◆ GOAL OF THE EXERCISE
In the passage on lockdowns below, set down word for word the stretch starting with "Does this mean" and going on through "of government policy.".

◆ PASSAGE SHOWN
------

If It’s Not Hurting, It’s Not Working

Does this mean lockdowns are always irrelevant? Not exactly. The study only shows they were redundant in conjunction with the fear factor. When the virus first reached American shores, people were afraid enough that they didn’t need to be told to stay home. Hence, the authors observed comparable declines in consumer activity regardless of government policy.

But that was March. At the cusp of the new year, people are tired of staying at home, and most have neither the patience, nor the cash reserves, for another round of stringent lockdowns. Gallup polls find each month that fewer Americans are avoiding social gatherings and public places, despite cases and deaths at an all-time high. Nobody wants to get grandma sick, but nobody wants to leave her alone on Christmas either.

------

◆ Object grounding data in natural language
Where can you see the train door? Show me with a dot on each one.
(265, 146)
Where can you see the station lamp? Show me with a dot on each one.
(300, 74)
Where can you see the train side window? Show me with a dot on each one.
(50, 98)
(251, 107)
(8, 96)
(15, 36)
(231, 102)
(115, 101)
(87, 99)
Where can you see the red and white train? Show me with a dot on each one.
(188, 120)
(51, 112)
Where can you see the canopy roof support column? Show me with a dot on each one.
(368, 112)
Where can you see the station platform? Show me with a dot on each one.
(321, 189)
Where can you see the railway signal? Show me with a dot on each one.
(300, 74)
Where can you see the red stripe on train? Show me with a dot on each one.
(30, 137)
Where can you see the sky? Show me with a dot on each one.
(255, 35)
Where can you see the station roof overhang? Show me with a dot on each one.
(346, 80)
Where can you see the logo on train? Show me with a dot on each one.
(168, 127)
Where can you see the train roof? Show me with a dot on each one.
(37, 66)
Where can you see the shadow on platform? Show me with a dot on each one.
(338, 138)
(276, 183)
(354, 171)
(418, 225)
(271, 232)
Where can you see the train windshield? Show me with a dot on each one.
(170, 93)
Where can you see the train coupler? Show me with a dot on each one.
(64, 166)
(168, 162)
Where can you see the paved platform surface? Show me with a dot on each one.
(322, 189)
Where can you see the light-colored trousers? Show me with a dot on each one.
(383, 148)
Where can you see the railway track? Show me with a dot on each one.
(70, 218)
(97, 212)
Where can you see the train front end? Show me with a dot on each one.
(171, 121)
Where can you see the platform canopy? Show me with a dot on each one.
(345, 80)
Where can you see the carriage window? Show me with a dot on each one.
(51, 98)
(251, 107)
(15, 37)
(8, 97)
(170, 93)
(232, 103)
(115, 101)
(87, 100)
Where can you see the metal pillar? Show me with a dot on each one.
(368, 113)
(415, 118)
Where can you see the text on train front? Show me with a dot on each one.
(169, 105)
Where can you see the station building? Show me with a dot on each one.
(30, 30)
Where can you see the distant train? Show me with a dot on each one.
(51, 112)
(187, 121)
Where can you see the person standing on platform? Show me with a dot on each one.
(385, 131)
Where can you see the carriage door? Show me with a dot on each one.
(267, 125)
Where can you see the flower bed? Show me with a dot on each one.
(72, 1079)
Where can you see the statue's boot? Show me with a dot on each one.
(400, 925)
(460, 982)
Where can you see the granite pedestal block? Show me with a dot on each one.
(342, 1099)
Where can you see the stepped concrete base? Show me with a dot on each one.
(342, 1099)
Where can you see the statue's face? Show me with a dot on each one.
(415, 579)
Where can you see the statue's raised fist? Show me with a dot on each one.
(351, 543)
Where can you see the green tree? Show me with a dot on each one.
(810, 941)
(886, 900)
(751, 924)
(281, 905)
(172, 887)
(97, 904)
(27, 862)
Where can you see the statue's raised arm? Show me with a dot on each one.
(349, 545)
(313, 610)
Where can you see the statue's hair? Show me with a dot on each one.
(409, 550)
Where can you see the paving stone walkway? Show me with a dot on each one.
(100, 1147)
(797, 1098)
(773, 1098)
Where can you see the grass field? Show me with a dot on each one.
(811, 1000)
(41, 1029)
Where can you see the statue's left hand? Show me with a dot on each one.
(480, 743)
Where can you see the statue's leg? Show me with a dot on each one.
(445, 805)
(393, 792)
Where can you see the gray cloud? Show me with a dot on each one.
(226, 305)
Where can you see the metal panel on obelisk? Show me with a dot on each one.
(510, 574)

------

◆ ANSWER BOX
Does this mean lockdowns are always irrelevant? Not exactly. The study only shows they were redundant in conjunction with the fear factor. When the virus first reached American shores, people were afraid enough that they didn’t need to be told to stay home. Hence, the authors observed comparable declines in consumer activity regardless of government policy.